→ What needs to be done
In the lines below, switch "single marker" to "single point" everywhere it appears and reproduce the lines with everything else unchanged. Leave the pictures out of your answer.

→ Data in this exercise
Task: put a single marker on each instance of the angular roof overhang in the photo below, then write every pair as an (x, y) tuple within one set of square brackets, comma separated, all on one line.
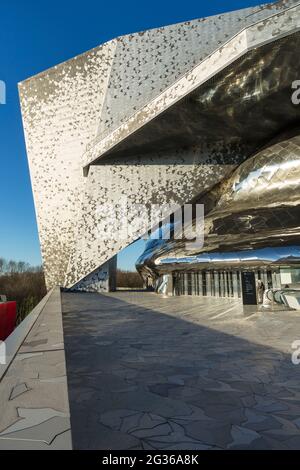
[(221, 98)]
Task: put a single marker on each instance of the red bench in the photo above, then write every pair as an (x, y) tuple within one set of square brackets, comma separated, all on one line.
[(8, 313)]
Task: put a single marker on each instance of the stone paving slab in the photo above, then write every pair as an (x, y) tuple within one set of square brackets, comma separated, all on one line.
[(34, 406), (179, 373)]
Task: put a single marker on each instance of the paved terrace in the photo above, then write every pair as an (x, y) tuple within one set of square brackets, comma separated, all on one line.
[(145, 372)]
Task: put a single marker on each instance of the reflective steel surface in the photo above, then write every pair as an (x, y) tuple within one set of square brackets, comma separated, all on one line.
[(251, 219)]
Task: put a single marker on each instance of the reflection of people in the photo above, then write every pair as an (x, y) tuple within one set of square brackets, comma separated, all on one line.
[(260, 291)]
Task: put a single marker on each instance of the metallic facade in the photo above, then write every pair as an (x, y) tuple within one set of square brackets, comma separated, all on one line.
[(162, 116)]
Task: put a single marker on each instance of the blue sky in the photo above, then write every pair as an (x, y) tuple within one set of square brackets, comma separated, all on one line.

→ Task output
Task: put a single point on each instance of the angular roof overhang in the photo below, then write every pair as an (x, y) tuple within one set of square brackets, comma separated, all on one line.
[(221, 98)]
Task: put a single point on each instance of the red bench in the photo above, then write every pair as an (x, y) tuple within one set of square brackets, comma separated, all on one line.
[(8, 313)]
Task: put a single point on each instance of the stone paving slab in the photo above, then write every pair as an (x, y) tuple within one set of square brackets, comma separated, all on one line.
[(34, 406), (179, 373)]
Task: put a single point on each instance of the paved terrace in the photo above, then write every pair as an (x, y) tuple within one set of square brackets, comma separated, all on one line.
[(145, 372)]
Task: put a single point on each instance of the reflective steel surface in the photo above, then write every pair as an (x, y) tuple within one set of square brackets, comma separated, all on one line.
[(251, 219)]
Task: put a single point on each instance of the reflection of people in the photo above, then write every pair as an (x, y) tuple within one set of square brackets, comma separated, all on one line.
[(260, 291)]
Task: put a single point on each instance of the metallic facade in the photo above, then write every pair as an (x, y) tuple within one set of square brackets, comma separated, all on one line.
[(162, 116)]
Task: put a single point on each instance of the blue sky in the photo above, then write every pair as an (x, y) tuple within one set of square brackets, comma separated, all on one line.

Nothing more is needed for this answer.